EXERCISE REQUIREMENTS | Search the listing for the word "above" and copy every line where it turns up.

• • • • •

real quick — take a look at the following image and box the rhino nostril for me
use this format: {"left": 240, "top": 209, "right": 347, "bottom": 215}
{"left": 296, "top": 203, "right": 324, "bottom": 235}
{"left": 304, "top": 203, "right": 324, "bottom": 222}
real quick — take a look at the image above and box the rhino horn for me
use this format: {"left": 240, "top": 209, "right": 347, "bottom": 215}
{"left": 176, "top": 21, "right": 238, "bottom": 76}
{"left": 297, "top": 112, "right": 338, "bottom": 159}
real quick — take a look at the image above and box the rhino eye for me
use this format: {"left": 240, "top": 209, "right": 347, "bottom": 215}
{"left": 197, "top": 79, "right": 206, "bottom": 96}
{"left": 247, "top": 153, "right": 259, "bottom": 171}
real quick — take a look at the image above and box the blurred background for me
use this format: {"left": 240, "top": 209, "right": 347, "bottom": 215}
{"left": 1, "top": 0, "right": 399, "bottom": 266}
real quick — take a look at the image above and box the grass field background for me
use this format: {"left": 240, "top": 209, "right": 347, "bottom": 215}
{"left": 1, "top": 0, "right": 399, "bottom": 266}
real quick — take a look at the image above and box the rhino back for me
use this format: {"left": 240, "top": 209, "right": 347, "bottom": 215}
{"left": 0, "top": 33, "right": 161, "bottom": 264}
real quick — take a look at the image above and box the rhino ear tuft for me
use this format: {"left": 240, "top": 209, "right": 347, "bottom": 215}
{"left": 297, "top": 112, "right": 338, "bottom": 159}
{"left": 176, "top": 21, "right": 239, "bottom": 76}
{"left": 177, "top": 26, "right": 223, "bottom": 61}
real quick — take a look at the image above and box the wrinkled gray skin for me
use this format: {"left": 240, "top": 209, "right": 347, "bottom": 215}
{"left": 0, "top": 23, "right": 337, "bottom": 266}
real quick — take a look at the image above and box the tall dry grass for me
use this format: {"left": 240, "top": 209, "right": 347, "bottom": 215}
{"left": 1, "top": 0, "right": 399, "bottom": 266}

• • • • •

SOLUTION FOR THIS PROBLEM |
real quick — take a look at the image above and box the rhino horn for me
real quick — take a look at the image above and box the rhino eye for me
real quick — take a look at the image above and box the blurred background for me
real quick — take a look at the image above and box the grass field background for me
real quick — take a look at the image above and box the rhino back for me
real quick — take a look at the image above and box the rhino ear tuft for me
real quick — take a look at the image above and box the wrinkled gray skin for me
real quick — take a look at the image above and box the tall dry grass for me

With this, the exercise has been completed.